Omit the pictures and copy the entries exactly.
=-=-=-=-=
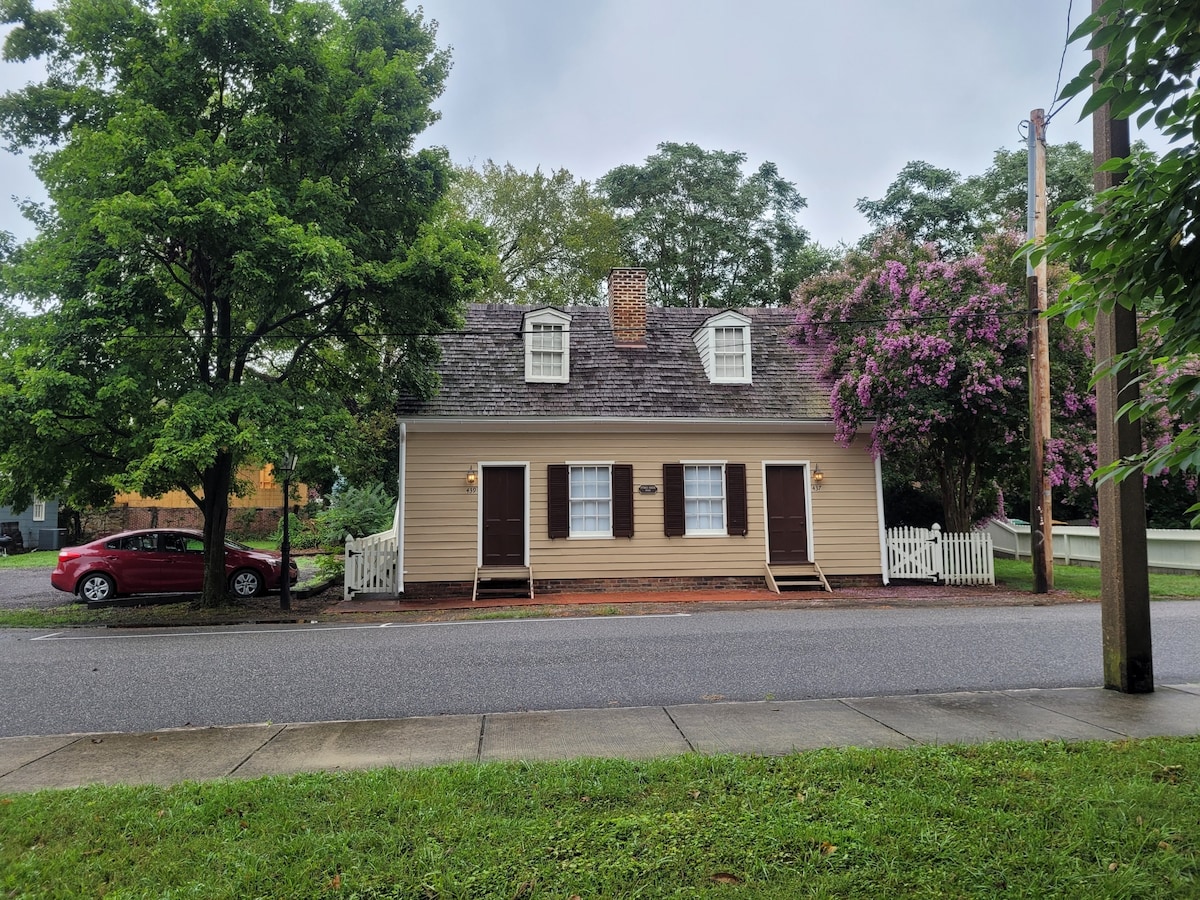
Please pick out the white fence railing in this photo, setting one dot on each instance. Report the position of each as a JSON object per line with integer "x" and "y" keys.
{"x": 372, "y": 564}
{"x": 1168, "y": 550}
{"x": 947, "y": 558}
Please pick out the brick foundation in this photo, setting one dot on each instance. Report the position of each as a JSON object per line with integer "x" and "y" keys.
{"x": 549, "y": 587}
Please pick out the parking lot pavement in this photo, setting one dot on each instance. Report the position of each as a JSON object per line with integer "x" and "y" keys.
{"x": 27, "y": 588}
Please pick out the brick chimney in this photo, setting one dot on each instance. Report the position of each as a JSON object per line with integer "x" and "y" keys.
{"x": 627, "y": 306}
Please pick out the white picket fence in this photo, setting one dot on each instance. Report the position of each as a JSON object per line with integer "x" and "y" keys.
{"x": 372, "y": 564}
{"x": 924, "y": 553}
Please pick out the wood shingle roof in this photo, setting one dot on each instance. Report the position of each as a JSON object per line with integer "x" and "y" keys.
{"x": 483, "y": 371}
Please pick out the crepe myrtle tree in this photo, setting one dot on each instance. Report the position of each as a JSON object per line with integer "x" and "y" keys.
{"x": 241, "y": 250}
{"x": 933, "y": 352}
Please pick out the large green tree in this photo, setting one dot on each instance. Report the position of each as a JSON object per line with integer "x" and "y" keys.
{"x": 1139, "y": 246}
{"x": 239, "y": 238}
{"x": 941, "y": 207}
{"x": 708, "y": 233}
{"x": 556, "y": 238}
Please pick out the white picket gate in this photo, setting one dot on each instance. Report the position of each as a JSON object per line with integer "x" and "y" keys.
{"x": 372, "y": 564}
{"x": 947, "y": 558}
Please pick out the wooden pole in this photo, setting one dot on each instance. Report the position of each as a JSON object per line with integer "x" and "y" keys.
{"x": 1125, "y": 577}
{"x": 1041, "y": 510}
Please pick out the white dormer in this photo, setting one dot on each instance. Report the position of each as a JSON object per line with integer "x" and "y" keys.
{"x": 724, "y": 345}
{"x": 547, "y": 335}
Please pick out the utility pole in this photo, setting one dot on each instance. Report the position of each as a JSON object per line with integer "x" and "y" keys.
{"x": 1125, "y": 579}
{"x": 1041, "y": 511}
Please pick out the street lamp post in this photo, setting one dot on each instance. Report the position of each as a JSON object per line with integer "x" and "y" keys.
{"x": 286, "y": 468}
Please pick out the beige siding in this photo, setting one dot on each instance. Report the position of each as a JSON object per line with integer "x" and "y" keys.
{"x": 442, "y": 513}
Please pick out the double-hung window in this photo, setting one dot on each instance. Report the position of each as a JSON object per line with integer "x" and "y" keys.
{"x": 703, "y": 499}
{"x": 547, "y": 335}
{"x": 724, "y": 347}
{"x": 730, "y": 353}
{"x": 591, "y": 498}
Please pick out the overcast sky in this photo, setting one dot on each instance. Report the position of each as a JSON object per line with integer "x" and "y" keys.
{"x": 838, "y": 94}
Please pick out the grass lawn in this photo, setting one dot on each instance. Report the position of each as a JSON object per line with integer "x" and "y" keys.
{"x": 34, "y": 559}
{"x": 1047, "y": 820}
{"x": 1085, "y": 581}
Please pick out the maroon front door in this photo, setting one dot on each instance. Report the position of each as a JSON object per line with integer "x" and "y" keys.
{"x": 787, "y": 516}
{"x": 504, "y": 515}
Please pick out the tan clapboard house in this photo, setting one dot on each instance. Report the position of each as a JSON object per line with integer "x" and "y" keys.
{"x": 630, "y": 448}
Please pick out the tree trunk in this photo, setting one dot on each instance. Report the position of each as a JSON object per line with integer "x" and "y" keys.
{"x": 959, "y": 491}
{"x": 217, "y": 480}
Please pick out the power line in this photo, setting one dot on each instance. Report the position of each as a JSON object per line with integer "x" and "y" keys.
{"x": 1057, "y": 81}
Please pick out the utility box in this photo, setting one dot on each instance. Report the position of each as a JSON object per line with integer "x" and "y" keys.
{"x": 52, "y": 538}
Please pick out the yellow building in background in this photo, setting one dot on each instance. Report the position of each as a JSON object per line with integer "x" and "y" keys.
{"x": 265, "y": 492}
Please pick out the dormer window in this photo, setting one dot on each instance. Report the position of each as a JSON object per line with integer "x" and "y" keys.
{"x": 724, "y": 345}
{"x": 547, "y": 346}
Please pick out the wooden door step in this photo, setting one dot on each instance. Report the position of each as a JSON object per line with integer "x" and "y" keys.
{"x": 802, "y": 576}
{"x": 503, "y": 581}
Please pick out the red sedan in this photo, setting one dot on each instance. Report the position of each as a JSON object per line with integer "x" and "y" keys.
{"x": 159, "y": 562}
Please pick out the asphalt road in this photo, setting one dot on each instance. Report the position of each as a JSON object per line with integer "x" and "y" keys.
{"x": 100, "y": 679}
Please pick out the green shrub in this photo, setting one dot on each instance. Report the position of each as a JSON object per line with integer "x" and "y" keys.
{"x": 301, "y": 533}
{"x": 355, "y": 513}
{"x": 330, "y": 565}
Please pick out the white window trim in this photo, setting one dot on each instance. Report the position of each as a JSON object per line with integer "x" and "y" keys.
{"x": 705, "y": 339}
{"x": 725, "y": 501}
{"x": 570, "y": 516}
{"x": 552, "y": 318}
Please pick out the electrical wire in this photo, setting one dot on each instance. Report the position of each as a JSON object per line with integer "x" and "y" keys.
{"x": 1057, "y": 81}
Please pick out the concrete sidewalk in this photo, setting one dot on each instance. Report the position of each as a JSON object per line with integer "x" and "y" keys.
{"x": 166, "y": 757}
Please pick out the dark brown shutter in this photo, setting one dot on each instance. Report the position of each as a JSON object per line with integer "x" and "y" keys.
{"x": 736, "y": 515}
{"x": 622, "y": 501}
{"x": 675, "y": 523}
{"x": 558, "y": 501}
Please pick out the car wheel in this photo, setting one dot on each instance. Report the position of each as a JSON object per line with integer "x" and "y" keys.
{"x": 96, "y": 588}
{"x": 246, "y": 582}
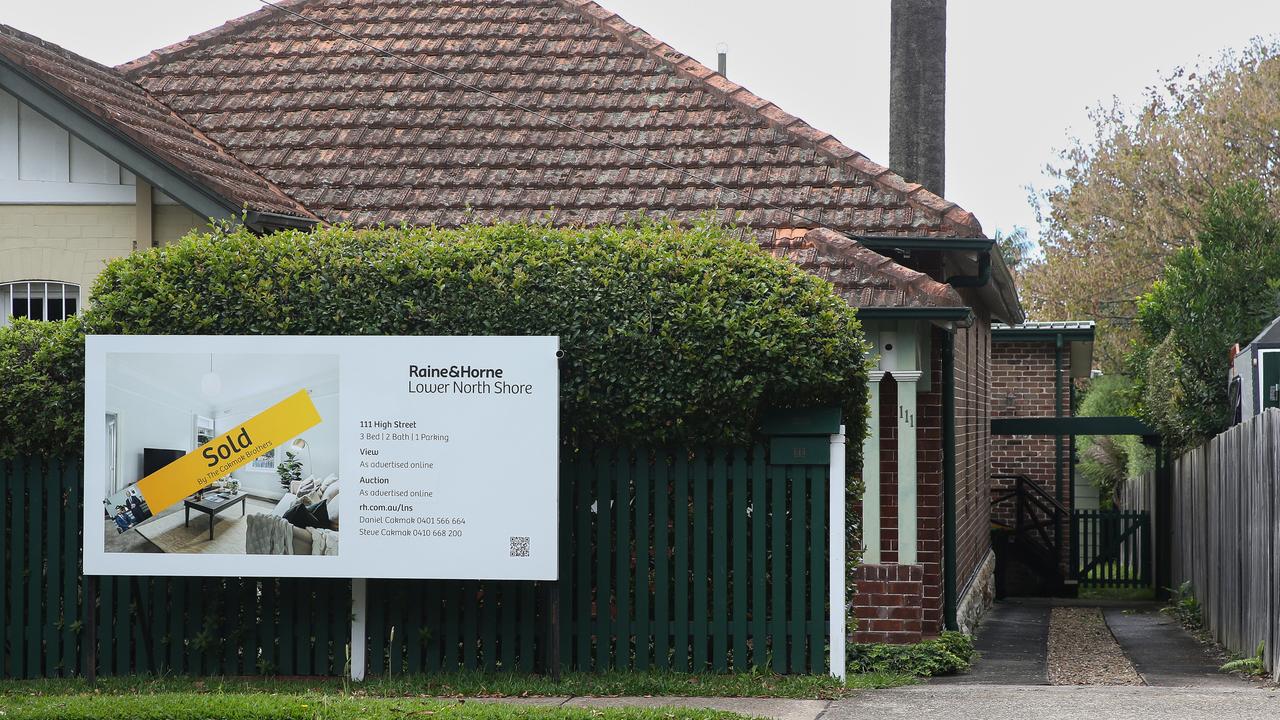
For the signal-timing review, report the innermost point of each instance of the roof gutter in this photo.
(272, 222)
(959, 315)
(908, 244)
(1000, 294)
(904, 244)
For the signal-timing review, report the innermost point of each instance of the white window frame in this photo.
(23, 290)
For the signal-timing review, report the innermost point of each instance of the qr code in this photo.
(519, 546)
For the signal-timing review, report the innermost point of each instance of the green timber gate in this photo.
(708, 559)
(1111, 548)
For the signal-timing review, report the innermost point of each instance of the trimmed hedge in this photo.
(946, 655)
(41, 388)
(671, 335)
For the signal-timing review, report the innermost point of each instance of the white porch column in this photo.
(906, 473)
(839, 577)
(871, 477)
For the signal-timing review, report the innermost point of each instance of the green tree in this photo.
(1217, 292)
(1130, 196)
(1106, 461)
(1015, 247)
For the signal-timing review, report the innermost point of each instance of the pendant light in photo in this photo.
(210, 383)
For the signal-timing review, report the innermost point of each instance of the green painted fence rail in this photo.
(691, 560)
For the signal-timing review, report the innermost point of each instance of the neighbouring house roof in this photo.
(366, 139)
(864, 278)
(1270, 333)
(104, 95)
=-=-=-=-=
**Expected output**
Please pick out the white fence railing in this photo, setting one dot on each instance. Report the position of each as a JSON object per line with integer "x" and "y" keys.
{"x": 372, "y": 564}
{"x": 1168, "y": 550}
{"x": 947, "y": 558}
Please pick out the brick foundation in this photo, setting one dot on each instance. Report the position of each as a JSON object per line with integer "x" and "y" keys.
{"x": 549, "y": 587}
Please pick out the parking lot pavement in this photo, setting one dot on each instance. Report the position of each as a JSON object per line with integer "x" and "y" keys.
{"x": 27, "y": 588}
Please pick out the brick chimney in this photo, setting one dot on each instance. Report the position of each as a JSON object per line with integer "x" and "y" keys.
{"x": 627, "y": 306}
Please pick out the white picket fence in this photo, setting one dot on each instance. Report the position of each as a JSON object per line with integer "x" and "y" keys.
{"x": 372, "y": 564}
{"x": 924, "y": 553}
Please pick out the wood shingle roof in this photo, setting one dot on each instance. Report the position of each as a JSON object per line with integer "x" and "y" keys.
{"x": 483, "y": 371}
Please pick out the crepe myrtle tree in this photo, setting one dot on each instance. Report the position of each as a JSON object per line with integer "x" and "y" keys.
{"x": 241, "y": 250}
{"x": 933, "y": 352}
Please pick out the large green tree in this photo, setting one dot on each instance. Report the position of each as a JSON object per line with integer "x" and "y" keys.
{"x": 1139, "y": 246}
{"x": 239, "y": 238}
{"x": 941, "y": 207}
{"x": 708, "y": 233}
{"x": 556, "y": 238}
Please pick out the white picket gate in this photo, setting one dot on each instance. Report the position of each as a JSON object per line with integer "x" and "y" keys.
{"x": 372, "y": 564}
{"x": 947, "y": 558}
Please pick out the wooden pole in this photo, setting one dot on each instance. Report the position of each as a JSON object per line with integer "x" and "y" keys.
{"x": 1125, "y": 577}
{"x": 1041, "y": 510}
Please pick out the white dormer in this photo, setting one dot on each instance. Report the position of each as a JSON object per line with integer "x" and "y" keys.
{"x": 724, "y": 345}
{"x": 547, "y": 335}
Please pick out the utility pole in this photo, setting one dot on each instance. Report the position of each as a JSON object per line with integer "x" and "y" keys.
{"x": 1125, "y": 579}
{"x": 1041, "y": 511}
Please pick out the street lamp post in this photo, setting one dot on each instance. Report the position of each as a JSON object per line with integer "x" and "y" keys.
{"x": 286, "y": 468}
Please pick out the beige siding in this photo, setting one dot on each instance. Report the position of each as a JSON object per line with integer "x" and "y" keys.
{"x": 442, "y": 513}
Please pick out the double-hung window in this photo, setting one dot on each instance. Report the position of each as a JSON object per line with integer "x" and "y" keys.
{"x": 703, "y": 499}
{"x": 547, "y": 335}
{"x": 724, "y": 347}
{"x": 730, "y": 353}
{"x": 591, "y": 498}
Please pick out the overcast sky in this photo, setting one dot on each instance. Report the position of each as a JSON object per line with integer "x" and "y" keys.
{"x": 838, "y": 94}
Please pick out the grass lawn in this photo, setting one dot on each instance. Report the position of each as a JSON object per line with integer "x" and "y" keys.
{"x": 34, "y": 559}
{"x": 1047, "y": 820}
{"x": 1085, "y": 581}
Please pick out the maroon front door in this photo, setting one dot on each instance. Report the position of each as a JSON object per line with integer "x" and "y" keys.
{"x": 787, "y": 516}
{"x": 504, "y": 515}
Please pick out the tan clapboard house in this photo, setting one dot on each instance. Report the position of each as a JSON object per line with integer "x" and "y" keys.
{"x": 630, "y": 448}
Please pick out the tree trunk in this photo, setting one dot on each instance. Report the position of each as a JSON object per line with integer "x" and "y" keys.
{"x": 959, "y": 491}
{"x": 217, "y": 480}
Please pick out the power line in this photo, setting one dot on each instance. Report the position of each as a JSON object per line with integer "x" and "y" keys.
{"x": 1057, "y": 81}
Please pick out the utility box in this photo, setting one dot on each instance. Report the position of each as a JSON object per line with integer "x" and "y" keys.
{"x": 52, "y": 538}
Please pick out the yellow building in background in this photo, setting one dot on each instance. Report the position of each as a JSON object per line with integer "x" and "y" keys.
{"x": 265, "y": 492}
Please pick out the dormer window in this photo, setting one dot on each instance. Report the position of each as a JSON object per line with integer "x" and "y" keys.
{"x": 724, "y": 345}
{"x": 547, "y": 346}
Please pick out the wooden door step in this photo, setting one dot on each instance. Report the position of each as a JSON object per line with integer "x" and "y" keys.
{"x": 802, "y": 576}
{"x": 503, "y": 581}
Please pick out the red sedan in this photo, setting one dot on each instance. Report the position of each as a JSON object per line with integer "x" and "y" keys.
{"x": 159, "y": 562}
Please pick out the asphalt road in this photo, setting one dot on each instance. Report the position of each as a JSON object per line with integer "x" and "y" keys.
{"x": 100, "y": 679}
Please pick out the green shrub in this photo, setting one dot on each instance. Report the position of each as a JSON object per line with integer "x" and "y" keys.
{"x": 301, "y": 533}
{"x": 355, "y": 513}
{"x": 330, "y": 565}
Please pick out the white window trim in this photo, setting one dot on each instance. Report the position of each as a JSON object per line with integer "x" and "y" keys.
{"x": 705, "y": 339}
{"x": 725, "y": 501}
{"x": 570, "y": 516}
{"x": 552, "y": 318}
Please pick out the electrical wire in this photo, setting one dot on each instance. Report the position of each as a JSON object per line with integer "x" and "y" keys.
{"x": 1057, "y": 81}
Please pick out the concrete sidewalk in this photo, setting one dot on each instance. Report the position of each as a JSON object per line with integer "x" and "y" keys.
{"x": 166, "y": 757}
Please pick out the dark brown shutter in this photo, setting one dot on each instance. Report the position of each as a JSON object per line with integer "x" and "y" keys.
{"x": 736, "y": 515}
{"x": 622, "y": 501}
{"x": 675, "y": 523}
{"x": 558, "y": 501}
Please pick out the car wheel in this photo, setting one dot on each instance. Report the position of each as a JSON object per line with integer "x" and "y" keys.
{"x": 96, "y": 588}
{"x": 246, "y": 582}
For the signal-timing review, report the innermost point of each instance of the roof gutter in this photo.
(272, 222)
(959, 315)
(908, 244)
(1000, 294)
(904, 244)
For the signal-timing review, report the innermost point of each instance of the white window frame in this photo.
(23, 290)
For the signal-timing review, report the innermost point of each instance of the qr code in this photo.
(519, 546)
For the signal-timing review, report the innermost point of each instance of the green timber gate in this photo.
(708, 559)
(1111, 548)
For the signal-timing review, report the innermost point of each instance of the trimmed hedge in this photo.
(946, 655)
(41, 388)
(671, 335)
For the signal-timing review, report the innermost point of each instance of the white porch column in this photo.
(906, 473)
(839, 577)
(871, 477)
For the signal-timing review, report the innermost point of each instance of the green tree in this photo.
(1217, 292)
(1130, 196)
(1106, 461)
(1015, 247)
For the signal-timing review, report the innermost point of each instance of the pendant light in photo in this photo.
(210, 383)
For the signal-timing review, report the innermost point of each instance of the green painted fence rail in this photo.
(691, 560)
For the signal-timing review, report the innermost point of each instance of the neighbouring house roof in this photo.
(366, 139)
(864, 278)
(1270, 333)
(104, 95)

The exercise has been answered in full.